>>>>>

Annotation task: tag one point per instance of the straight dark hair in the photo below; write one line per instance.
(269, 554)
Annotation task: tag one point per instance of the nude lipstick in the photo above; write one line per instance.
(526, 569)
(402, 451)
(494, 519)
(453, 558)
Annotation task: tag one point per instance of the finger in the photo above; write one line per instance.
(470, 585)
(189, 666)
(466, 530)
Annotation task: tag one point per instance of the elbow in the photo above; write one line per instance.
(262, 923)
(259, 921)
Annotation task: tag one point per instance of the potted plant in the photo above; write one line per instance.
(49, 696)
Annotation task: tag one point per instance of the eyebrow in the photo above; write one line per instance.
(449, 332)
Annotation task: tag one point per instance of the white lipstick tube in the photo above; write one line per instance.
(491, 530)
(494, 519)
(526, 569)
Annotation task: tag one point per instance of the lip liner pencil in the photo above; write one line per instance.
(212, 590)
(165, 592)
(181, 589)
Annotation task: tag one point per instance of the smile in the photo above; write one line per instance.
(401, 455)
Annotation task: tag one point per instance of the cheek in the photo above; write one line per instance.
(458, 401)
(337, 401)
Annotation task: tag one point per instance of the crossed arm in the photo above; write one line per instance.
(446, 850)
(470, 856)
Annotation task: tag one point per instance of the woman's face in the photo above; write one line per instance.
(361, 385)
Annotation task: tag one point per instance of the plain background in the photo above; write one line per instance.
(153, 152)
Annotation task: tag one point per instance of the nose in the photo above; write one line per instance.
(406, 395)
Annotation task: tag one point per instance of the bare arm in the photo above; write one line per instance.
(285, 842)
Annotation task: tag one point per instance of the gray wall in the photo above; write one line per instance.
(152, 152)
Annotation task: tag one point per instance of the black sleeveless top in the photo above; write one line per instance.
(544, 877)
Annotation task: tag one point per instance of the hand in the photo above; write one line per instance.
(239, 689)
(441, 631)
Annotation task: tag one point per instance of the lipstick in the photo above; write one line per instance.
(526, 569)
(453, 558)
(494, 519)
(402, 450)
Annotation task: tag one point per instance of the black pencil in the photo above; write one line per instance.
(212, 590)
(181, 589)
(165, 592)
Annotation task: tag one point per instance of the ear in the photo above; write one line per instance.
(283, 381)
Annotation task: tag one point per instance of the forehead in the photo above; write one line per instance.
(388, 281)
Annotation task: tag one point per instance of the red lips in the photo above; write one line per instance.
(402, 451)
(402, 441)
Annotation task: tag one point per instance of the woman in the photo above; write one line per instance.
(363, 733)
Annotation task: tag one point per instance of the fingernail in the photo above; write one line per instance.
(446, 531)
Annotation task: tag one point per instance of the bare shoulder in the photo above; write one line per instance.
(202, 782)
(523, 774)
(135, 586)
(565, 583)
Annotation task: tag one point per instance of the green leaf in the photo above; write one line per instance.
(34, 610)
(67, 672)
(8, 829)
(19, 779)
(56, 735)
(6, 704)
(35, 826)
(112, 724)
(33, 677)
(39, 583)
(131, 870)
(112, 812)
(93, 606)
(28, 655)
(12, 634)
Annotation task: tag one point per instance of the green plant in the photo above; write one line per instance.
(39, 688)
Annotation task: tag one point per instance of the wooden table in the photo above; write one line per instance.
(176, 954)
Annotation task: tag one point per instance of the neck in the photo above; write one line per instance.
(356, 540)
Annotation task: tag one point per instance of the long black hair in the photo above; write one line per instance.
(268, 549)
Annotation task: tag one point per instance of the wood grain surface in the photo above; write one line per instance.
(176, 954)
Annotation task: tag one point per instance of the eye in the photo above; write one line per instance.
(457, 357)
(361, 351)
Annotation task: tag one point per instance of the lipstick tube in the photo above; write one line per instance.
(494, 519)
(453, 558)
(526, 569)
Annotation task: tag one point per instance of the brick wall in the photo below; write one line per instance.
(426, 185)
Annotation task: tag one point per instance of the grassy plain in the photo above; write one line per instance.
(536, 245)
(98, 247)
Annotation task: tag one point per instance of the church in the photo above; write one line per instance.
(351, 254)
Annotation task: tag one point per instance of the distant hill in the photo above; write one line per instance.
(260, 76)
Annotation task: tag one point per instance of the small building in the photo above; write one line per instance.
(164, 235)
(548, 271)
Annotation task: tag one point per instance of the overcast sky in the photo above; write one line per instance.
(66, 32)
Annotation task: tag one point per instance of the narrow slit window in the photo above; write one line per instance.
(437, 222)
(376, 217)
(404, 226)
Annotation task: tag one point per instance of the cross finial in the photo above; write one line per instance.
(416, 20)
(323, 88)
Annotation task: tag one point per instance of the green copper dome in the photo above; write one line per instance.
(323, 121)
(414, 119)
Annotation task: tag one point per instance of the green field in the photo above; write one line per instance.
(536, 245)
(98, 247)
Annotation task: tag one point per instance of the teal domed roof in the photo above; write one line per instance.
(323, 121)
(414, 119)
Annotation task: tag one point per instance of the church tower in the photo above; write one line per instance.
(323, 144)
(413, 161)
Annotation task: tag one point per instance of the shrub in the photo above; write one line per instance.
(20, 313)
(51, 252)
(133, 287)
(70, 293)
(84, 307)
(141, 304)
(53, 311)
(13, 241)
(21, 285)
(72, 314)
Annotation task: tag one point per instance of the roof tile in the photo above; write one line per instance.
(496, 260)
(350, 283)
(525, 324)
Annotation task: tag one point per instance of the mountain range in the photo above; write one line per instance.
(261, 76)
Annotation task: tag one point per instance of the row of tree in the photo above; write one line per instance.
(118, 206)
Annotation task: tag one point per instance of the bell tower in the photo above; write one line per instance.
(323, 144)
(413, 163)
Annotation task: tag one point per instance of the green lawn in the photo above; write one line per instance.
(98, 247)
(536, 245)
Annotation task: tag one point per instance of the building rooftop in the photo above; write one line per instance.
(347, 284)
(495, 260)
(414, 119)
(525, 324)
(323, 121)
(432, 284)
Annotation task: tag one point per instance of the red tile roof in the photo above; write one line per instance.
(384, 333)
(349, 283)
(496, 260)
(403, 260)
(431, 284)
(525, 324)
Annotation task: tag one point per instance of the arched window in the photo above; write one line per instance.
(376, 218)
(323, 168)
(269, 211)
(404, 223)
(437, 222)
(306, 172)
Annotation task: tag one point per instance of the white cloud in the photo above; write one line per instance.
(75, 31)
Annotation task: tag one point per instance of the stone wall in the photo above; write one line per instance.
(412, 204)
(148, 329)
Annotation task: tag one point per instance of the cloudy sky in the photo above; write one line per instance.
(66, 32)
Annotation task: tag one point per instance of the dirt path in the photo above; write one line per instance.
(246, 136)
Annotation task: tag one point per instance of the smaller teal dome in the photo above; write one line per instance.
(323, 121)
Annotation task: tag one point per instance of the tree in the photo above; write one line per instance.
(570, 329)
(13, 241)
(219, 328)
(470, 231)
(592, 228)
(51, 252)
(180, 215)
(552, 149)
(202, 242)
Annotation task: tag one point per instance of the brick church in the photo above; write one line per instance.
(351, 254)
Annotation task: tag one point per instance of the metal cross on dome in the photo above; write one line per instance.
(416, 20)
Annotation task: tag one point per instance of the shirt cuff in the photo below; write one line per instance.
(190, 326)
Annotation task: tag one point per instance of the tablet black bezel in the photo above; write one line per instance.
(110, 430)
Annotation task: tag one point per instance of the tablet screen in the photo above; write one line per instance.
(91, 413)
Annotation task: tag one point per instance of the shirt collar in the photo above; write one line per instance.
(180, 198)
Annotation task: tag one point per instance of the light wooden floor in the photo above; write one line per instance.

<<<<<

◆ SHORT EXERCISE ◆
All the entries above need to be reproduced exactly.

◆ EXERCISE ANSWER ◆
Annotation task: tag one point per instance of the straight dark hair in the photo below; write one line per instance.
(269, 554)
Annotation task: tag one point per instance of the nude lipstick in the photo above; write one line per instance.
(526, 569)
(402, 451)
(494, 519)
(453, 558)
Annotation task: tag one point per instance of the finger in the photo above; write one line per instance.
(470, 585)
(189, 666)
(466, 530)
Annotation task: tag one point per instance of the elbow in the photo above; write one line per instance.
(262, 923)
(259, 921)
Annotation task: tag one point per instance of the potted plant in the photo above; write one line per instance.
(49, 696)
Annotation task: tag one point per instance of the eyebrow in the photo above; write one line per instance.
(449, 332)
Annotation task: tag one point per instance of the white lipstick tube in the photo above; write one line per instance.
(491, 530)
(494, 519)
(526, 569)
Annotation task: tag one point per instance of the lip liner pencil in the photo above; write one line per instance.
(212, 590)
(165, 592)
(181, 589)
Annotation task: tag one point per instance of the smile in the photo above; write one line per instance.
(401, 455)
Annotation task: tag one point per instance of the cheek in the photo above; write one line per instance.
(458, 401)
(337, 401)
Annotation task: tag one point per instance of the crossed arm in the photo above; write one line per instance.
(446, 850)
(470, 856)
Annotation task: tag one point per instance of the woman's face in the photo above; write one line per instance.
(361, 385)
Annotation task: tag one point per instance of the plain background in the photo above; write one line per instance.
(153, 152)
Annotation task: tag one point per instance of the nose in the photo above; write one line per instance.
(406, 395)
Annotation task: tag one point per instance of the bare arm in the photo above; write one line per instance.
(285, 842)
Annotation task: tag one point per instance of the gray wall in the photo above; write one line per instance.
(152, 152)
Annotation task: tag one point per instance of the black sleeveless top in the photo above; write one line per instance.
(544, 877)
Annotation task: tag one point per instance of the hand in the photo above; write one line per instance.
(239, 689)
(441, 631)
Annotation task: tag one point per instance of the lipstick in the photo above; write one line per instance.
(526, 569)
(453, 558)
(494, 519)
(402, 450)
Annotation task: tag one point per instance of the black pencil in the photo above; write one line per instance.
(212, 590)
(181, 589)
(165, 592)
Annotation task: tag one point per instance of the ear in the photo above; write one line per instance.
(283, 381)
Annotation task: tag one point per instance of the forehead in the photo above; write one line per instance.
(388, 281)
Annotation task: tag one point per instance of the red lips in the photo above; write one line per instance.
(402, 451)
(402, 441)
Annotation task: tag one point per instance of the woman in the photo above; write one line per instance.
(363, 733)
Annotation task: tag one point per instance of the fingernail in the photo above; write one line per instance.
(446, 531)
Annotation task: tag one point per instance of the bare shoulder in the photo above; write one line per instance.
(202, 782)
(523, 774)
(135, 586)
(565, 583)
Annotation task: tag one point per instance of the green leaf in the photo above; write one line per instance.
(34, 610)
(67, 672)
(8, 829)
(19, 779)
(56, 735)
(6, 704)
(35, 826)
(112, 724)
(33, 677)
(39, 583)
(131, 870)
(112, 812)
(93, 606)
(28, 655)
(12, 634)
Annotation task: tag one point per instance of the green plant in the photo above; write one line per instance.
(39, 688)
Annotation task: tag one point per instance of the wooden table in the photo above; write one line per instance.
(176, 954)
Annotation task: tag one point per instance of the neck in the photo above; write one line per instance.
(356, 540)
Annotation task: tag one point per instance of the long black hair in the photo above; write one line per instance.
(268, 549)
Annotation task: tag one point per instance of the wood grain surface in the photo above; write one line per instance.
(176, 954)
Annotation task: tag one point per instance of the eye in the photo above; write one line per instance.
(457, 357)
(361, 351)
Annotation task: tag one point per instance of the lipstick tube in the photo above; write one line per instance.
(494, 519)
(453, 558)
(526, 569)
Annotation task: tag one point per instance of the brick wall in the photo below; write one line per instance.
(426, 185)
Annotation task: tag one point per instance of the grassy plain in the photo above; write one line per instance.
(536, 245)
(98, 247)
Annotation task: tag one point per instance of the church in the photo above; write one line per instance.
(351, 254)
Annotation task: tag one point per instance of the distant hill in the photo above; write one line per instance.
(260, 76)
Annotation task: tag one point per instance of the small building in the photo above; write one line per instance.
(164, 235)
(548, 271)
Annotation task: tag one point per instance of the overcast sky in the photo above; write one line per instance.
(66, 32)
Annotation task: tag one point per instance of the narrow slit window in the photo above; write one line per instance.
(437, 222)
(376, 217)
(404, 226)
Annotation task: tag one point per instance of the cross finial in the photo above; write one line per instance.
(416, 20)
(323, 88)
Annotation task: tag one point per instance of the green copper dome in the photo above; write one line per instance.
(323, 121)
(414, 119)
Annotation task: tag one point per instance of the green field in the photo above; write one line per instance.
(536, 245)
(98, 247)
Annotation task: tag one point per instance of the teal domed roof in the photo above; write one line per instance.
(323, 121)
(414, 119)
Annotation task: tag one point per instance of the church tower in the photo above; write one line per instance.
(323, 144)
(413, 161)
Annotation task: tag one point per instance of the shrub in the photo above; write one line per instance.
(20, 313)
(51, 252)
(133, 287)
(70, 293)
(84, 307)
(141, 304)
(53, 311)
(13, 241)
(21, 285)
(72, 314)
Annotation task: tag one point per instance of the roof tile in the photo above; write one line per instance.
(496, 260)
(350, 283)
(525, 324)
Annotation task: tag one point per instance of the mountain range in the photo above; write one line per instance.
(261, 76)
Annotation task: tag one point per instance of the row of tree in the photo above; write one line per instance.
(118, 206)
Annotation task: tag one point per instance of the bell tower in the photo above; write one line per instance.
(323, 144)
(413, 163)
Annotation task: tag one point per instance of the green lawn in the photo above; write one line per instance.
(98, 247)
(536, 245)
Annotation task: tag one point per instance of the building rooftop in the photo above; write one line per instance.
(347, 284)
(495, 260)
(414, 119)
(525, 324)
(323, 121)
(432, 284)
Annotation task: tag one point per instance of the red tile roof in the photo above; write one line per instance.
(384, 333)
(349, 283)
(496, 260)
(403, 260)
(431, 284)
(525, 324)
Annotation task: tag one point per instance of the arched window in the photo above; write one line per instance.
(376, 218)
(323, 168)
(269, 211)
(404, 223)
(437, 222)
(306, 172)
Annotation task: tag one point per instance of the white cloud in the photo above; write one line per instance.
(75, 31)
Annotation task: tag one point per instance of the stone wall in the photo above; write one line per instance.
(412, 204)
(148, 329)
Annotation task: tag one point per instance of the cloudy sky in the photo above; write one line per instance.
(66, 32)
Annotation task: tag one point per instance of the dirt path in the photo above; write one line per instance.
(246, 136)
Annotation task: tag one point per instance of the smaller teal dome in the photo above; write one line per instance.
(323, 121)
Annotation task: tag one point per instance of the tree in the photo above; write one line per instance.
(570, 329)
(13, 241)
(219, 328)
(470, 231)
(592, 228)
(51, 252)
(180, 215)
(552, 149)
(202, 242)
Annotation task: tag one point per instance of the brick church in the photo above; write one line per instance.
(351, 254)
Annotation task: tag one point per instance of the metal cross on dome in the photo above; write one line per instance.
(416, 20)
Annotation task: tag one point per instance of the shirt cuff in the photo below; write one line per instance.
(190, 326)
Annotation task: tag one point per instance of the tablet black bezel in the photo above; write one line per instance.
(110, 430)
Annotation task: tag one point per instance of the tablet screen in the photo above; write one line per instance.
(91, 413)
Annotation task: tag one point per instance of the shirt collar in the photo above; write one line per instance.
(180, 198)
Annotation task: tag one point per instance of the light wooden floor in the photo above; write one line per instance.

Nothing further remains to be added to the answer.